Saving the World Before Bedtime: Why The Powerpuff Girls' Feminism Still Matters

In a recent episode of the new The Powerpuff Girls reboot, the villainous Manboy (“all the power of a man in the body of a boy”) wreaks havoc on Townsville. Manboy’s power? A magical beard that can throw a manly punch. While he’s a cartoon villain, it’s easy to see his connection to real-world villains: anti-feminists who fear the end of men. Buttercup, the “tough” Powerpuff Girl, knocks out Manboy after he calls her “princess,” but not before he is able to get in the last word: “You throw like a girl.”  

The message of The Powerpuff Girls, though, is that throwing like a girl is actually empowering. The show, which began in 1998, centers around Blossom, Bubbles, and Buttercup, three super-strong sisters who were accidentally created in a lab and now fight crime while still getting to bed on time. During its initial six-season run, the show proved that kicking ass could be paired with “sugar, spice, and everything nice,” the ingredients their father, Professor Utonium, used to create them. This sweetness was accidently mixed with Chemical X, the secret ingredient that not only gives them powers, but also gives them their unique personalities and imperfections, what makes them human and relatable.

## [Data]
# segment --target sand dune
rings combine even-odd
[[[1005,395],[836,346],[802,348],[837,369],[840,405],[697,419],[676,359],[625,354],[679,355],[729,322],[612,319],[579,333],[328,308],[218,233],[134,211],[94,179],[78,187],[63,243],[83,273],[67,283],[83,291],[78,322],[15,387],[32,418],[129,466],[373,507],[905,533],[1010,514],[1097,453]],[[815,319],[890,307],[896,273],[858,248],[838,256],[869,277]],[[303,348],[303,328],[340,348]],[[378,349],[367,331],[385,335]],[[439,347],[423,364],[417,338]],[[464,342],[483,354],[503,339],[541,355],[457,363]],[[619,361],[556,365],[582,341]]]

## [What you will do]
**1.** Return the Powerpuff Girls article verbatim from "The message of" to "human and relatable.".
**2.** Answer these questions from the Powerpuff Girls article:
(a) In what year did the show begin?
(b) What line does Manboy get in as the last word?
(c) What secret ingredient gives the sisters their powers?
The listing comes from a source unrelated to the Powerpuff Girls article.

## [Responses in order]
**1.**
The message of The Powerpuff Girls, though, is that throwing like a girl is actually empowering. The show, which began in 1998, centers around Blossom, Bubbles, and Buttercup, three super-strong sisters who were accidentally created in a lab and now fight crime while still getting to bed on time. During its initial six-season run, the show proved that kicking ass could be paired with “sugar, spice, and everything nice,” the ingredients their father, Professor Utonium, used to create them. This sweetness was accidently mixed with Chemical X, the secret ingredient that not only gives them powers, but also gives them their unique personalities and imperfections, what makes them human and relatable.

**2.**
(a) 1998
(b) "You throw like a girl."
(c) Chemical X